◆ **To be done**:
In the records below, rewrite the stretch from the line containing "Mark one point on each instance of the display" through the line containing "[(331, 15), (389, 4), (426, 52)]", swapping "Target" for "Label" and keeping everything else identical. Return only those lines.

··· Data for this exercise

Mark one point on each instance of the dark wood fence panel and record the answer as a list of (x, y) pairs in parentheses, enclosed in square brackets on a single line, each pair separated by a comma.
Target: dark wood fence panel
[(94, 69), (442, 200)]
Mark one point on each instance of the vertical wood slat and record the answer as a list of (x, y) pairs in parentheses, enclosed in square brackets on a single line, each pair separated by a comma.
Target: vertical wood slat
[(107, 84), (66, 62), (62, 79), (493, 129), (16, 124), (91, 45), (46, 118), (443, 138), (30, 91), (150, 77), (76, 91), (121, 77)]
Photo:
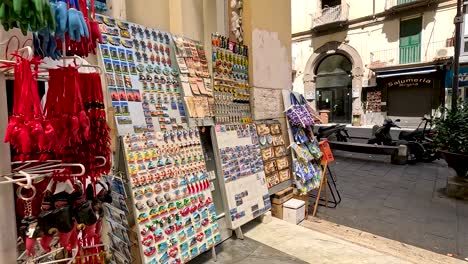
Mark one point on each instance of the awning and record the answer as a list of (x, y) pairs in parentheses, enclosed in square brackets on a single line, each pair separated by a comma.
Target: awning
[(400, 72)]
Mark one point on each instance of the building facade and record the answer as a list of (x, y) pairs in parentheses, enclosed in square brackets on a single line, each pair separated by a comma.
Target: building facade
[(362, 61)]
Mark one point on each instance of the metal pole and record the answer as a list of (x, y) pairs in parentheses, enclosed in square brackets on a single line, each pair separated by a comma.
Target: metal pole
[(8, 237), (457, 46)]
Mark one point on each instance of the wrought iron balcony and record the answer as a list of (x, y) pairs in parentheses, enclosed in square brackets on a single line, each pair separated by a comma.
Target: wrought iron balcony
[(425, 52), (330, 16)]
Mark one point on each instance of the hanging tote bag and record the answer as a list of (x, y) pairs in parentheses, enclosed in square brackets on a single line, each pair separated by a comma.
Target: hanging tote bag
[(297, 113)]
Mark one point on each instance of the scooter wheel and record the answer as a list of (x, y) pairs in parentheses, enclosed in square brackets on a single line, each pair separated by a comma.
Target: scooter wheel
[(410, 157)]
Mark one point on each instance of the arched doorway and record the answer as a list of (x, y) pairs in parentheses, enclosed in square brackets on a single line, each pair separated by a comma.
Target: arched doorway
[(334, 87)]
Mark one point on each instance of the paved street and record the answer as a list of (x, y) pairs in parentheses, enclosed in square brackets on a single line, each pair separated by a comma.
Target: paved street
[(236, 251), (403, 203)]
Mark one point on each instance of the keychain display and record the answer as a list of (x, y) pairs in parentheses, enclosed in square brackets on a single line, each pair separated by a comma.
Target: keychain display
[(231, 81), (195, 77), (243, 173), (307, 171), (143, 77), (174, 209), (53, 145), (273, 152)]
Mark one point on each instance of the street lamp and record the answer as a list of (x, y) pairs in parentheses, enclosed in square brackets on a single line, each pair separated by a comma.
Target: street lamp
[(456, 57)]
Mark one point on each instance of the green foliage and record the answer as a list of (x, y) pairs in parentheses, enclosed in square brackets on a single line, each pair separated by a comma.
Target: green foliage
[(452, 130)]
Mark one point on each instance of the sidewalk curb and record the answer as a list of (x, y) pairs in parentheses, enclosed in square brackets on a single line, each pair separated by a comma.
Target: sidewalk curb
[(384, 245)]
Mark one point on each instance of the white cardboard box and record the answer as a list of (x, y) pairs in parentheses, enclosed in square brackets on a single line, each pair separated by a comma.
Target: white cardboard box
[(294, 211)]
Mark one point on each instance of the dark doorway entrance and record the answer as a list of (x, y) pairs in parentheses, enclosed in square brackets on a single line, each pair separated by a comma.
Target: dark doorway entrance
[(333, 83)]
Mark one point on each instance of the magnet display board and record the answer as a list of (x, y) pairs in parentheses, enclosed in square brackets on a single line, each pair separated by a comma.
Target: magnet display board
[(174, 209), (243, 178), (142, 75)]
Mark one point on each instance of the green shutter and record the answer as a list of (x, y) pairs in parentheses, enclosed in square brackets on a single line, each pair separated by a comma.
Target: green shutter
[(410, 40)]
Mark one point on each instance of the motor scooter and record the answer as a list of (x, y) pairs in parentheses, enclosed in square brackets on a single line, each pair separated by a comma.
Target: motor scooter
[(419, 147), (381, 136), (422, 135)]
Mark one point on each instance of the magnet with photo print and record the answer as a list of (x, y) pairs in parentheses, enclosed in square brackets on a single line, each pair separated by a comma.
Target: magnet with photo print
[(117, 108), (116, 66)]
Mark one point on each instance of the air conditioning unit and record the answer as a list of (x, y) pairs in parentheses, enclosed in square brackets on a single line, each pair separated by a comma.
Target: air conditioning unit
[(440, 53)]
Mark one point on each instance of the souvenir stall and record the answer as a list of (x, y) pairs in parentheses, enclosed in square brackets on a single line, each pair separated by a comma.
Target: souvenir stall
[(57, 132), (162, 157), (185, 138), (239, 162), (310, 168)]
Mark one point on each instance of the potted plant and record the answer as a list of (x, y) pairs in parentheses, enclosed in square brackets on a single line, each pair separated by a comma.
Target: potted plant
[(451, 139)]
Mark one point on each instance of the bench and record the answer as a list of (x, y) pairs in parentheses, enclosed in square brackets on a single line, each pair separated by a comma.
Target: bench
[(398, 153)]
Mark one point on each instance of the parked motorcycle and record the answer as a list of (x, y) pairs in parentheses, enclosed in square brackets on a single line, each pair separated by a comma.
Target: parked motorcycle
[(423, 136), (419, 145), (333, 133)]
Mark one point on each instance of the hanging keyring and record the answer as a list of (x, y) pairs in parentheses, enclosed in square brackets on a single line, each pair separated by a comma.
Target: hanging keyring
[(20, 195)]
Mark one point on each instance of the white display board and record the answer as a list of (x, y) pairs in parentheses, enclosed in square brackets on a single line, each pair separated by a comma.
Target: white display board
[(242, 175)]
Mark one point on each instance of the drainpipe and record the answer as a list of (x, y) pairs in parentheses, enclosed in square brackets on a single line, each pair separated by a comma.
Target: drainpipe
[(457, 45), (373, 9)]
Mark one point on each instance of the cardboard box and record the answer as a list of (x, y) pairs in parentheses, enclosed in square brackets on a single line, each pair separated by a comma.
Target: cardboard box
[(282, 196), (277, 210), (294, 211), (304, 198)]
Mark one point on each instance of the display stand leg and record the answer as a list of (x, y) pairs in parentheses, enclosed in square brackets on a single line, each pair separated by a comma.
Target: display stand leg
[(239, 233), (324, 175), (335, 193), (213, 254)]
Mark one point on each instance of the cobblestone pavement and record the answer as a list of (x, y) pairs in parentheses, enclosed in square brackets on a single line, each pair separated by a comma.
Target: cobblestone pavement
[(403, 203), (247, 251)]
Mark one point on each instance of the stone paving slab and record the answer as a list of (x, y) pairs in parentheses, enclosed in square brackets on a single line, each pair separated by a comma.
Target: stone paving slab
[(404, 203)]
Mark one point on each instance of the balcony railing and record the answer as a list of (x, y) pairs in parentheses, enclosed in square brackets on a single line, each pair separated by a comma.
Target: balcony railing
[(331, 15), (389, 4), (426, 52)]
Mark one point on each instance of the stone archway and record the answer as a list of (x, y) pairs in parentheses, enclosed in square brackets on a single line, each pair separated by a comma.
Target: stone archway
[(357, 71)]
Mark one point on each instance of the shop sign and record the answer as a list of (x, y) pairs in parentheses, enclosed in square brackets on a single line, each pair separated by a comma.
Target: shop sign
[(462, 78), (409, 82)]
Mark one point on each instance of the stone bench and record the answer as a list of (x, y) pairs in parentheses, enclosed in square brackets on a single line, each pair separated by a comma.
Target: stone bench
[(398, 153)]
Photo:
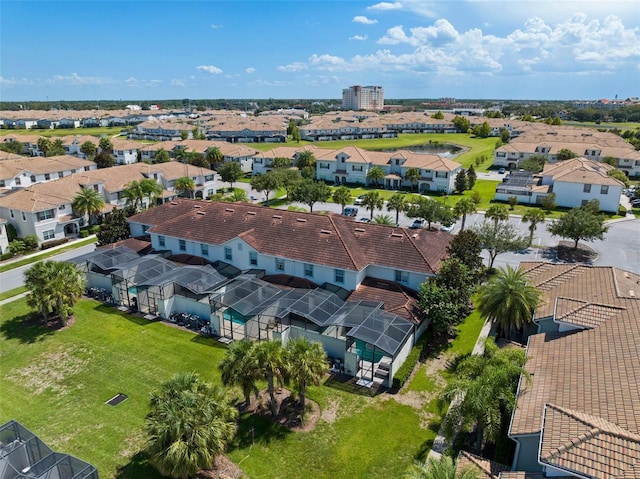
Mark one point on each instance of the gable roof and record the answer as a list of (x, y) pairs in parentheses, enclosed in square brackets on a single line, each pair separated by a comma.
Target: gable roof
[(332, 240)]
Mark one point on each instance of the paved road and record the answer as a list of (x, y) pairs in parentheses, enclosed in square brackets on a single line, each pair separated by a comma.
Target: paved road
[(13, 278)]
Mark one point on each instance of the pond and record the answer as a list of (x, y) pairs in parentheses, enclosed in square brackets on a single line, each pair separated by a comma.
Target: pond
[(443, 149)]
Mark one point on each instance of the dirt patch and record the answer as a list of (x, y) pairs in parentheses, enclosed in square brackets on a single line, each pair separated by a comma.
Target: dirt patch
[(224, 468), (289, 412), (50, 370)]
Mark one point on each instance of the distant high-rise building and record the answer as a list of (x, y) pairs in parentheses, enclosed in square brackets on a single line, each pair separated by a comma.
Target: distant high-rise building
[(363, 98)]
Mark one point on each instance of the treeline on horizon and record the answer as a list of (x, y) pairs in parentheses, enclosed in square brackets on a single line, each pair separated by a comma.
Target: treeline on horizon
[(539, 109)]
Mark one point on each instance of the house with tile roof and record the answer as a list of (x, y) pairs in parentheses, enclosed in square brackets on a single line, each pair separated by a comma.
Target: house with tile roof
[(574, 182), (579, 413)]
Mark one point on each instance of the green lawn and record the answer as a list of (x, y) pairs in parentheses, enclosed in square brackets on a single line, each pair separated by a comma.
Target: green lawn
[(56, 384)]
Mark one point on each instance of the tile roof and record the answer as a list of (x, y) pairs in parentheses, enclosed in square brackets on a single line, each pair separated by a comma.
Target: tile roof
[(485, 468), (586, 444), (332, 240), (596, 371)]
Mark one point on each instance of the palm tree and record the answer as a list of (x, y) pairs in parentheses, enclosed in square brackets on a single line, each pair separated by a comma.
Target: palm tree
[(412, 175), (189, 424), (151, 189), (375, 174), (463, 208), (342, 196), (443, 468), (239, 368), (397, 203), (88, 202), (55, 286), (371, 201), (508, 300), (308, 365), (184, 186), (272, 366), (497, 213), (533, 216), (483, 392)]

······

◆ **Solution to this problem**:
Mark one point on each instance of the display stand leg and record the answer as a list of (x, y) pairs in parentheses, enclosed in square brackets on a single line, each pair separated by a comma.
Label: display stand leg
[(239, 233), (324, 175), (335, 193), (213, 254)]
Mark one point on each instance of the cobblestone pavement and record the answer as a list of (x, y) pairs in parentheses, enclosed in square brackets on a single line, each pair separated by a comma.
Label: cobblestone pavement
[(403, 203), (247, 251)]
Mark one point on each instance of the stone paving slab and record the answer as a list of (x, y) pairs in parentheses, enclosed in square brackets on a single line, each pair separated by a comma.
Label: stone paving slab
[(404, 203)]
Mark one point on each instance of the balcony railing and record the answer as a list of (x, y) pairs in parentheses, enclosed in square brackets on a single line, each pair separated by a comma.
Label: balcony railing
[(331, 15), (389, 4), (426, 52)]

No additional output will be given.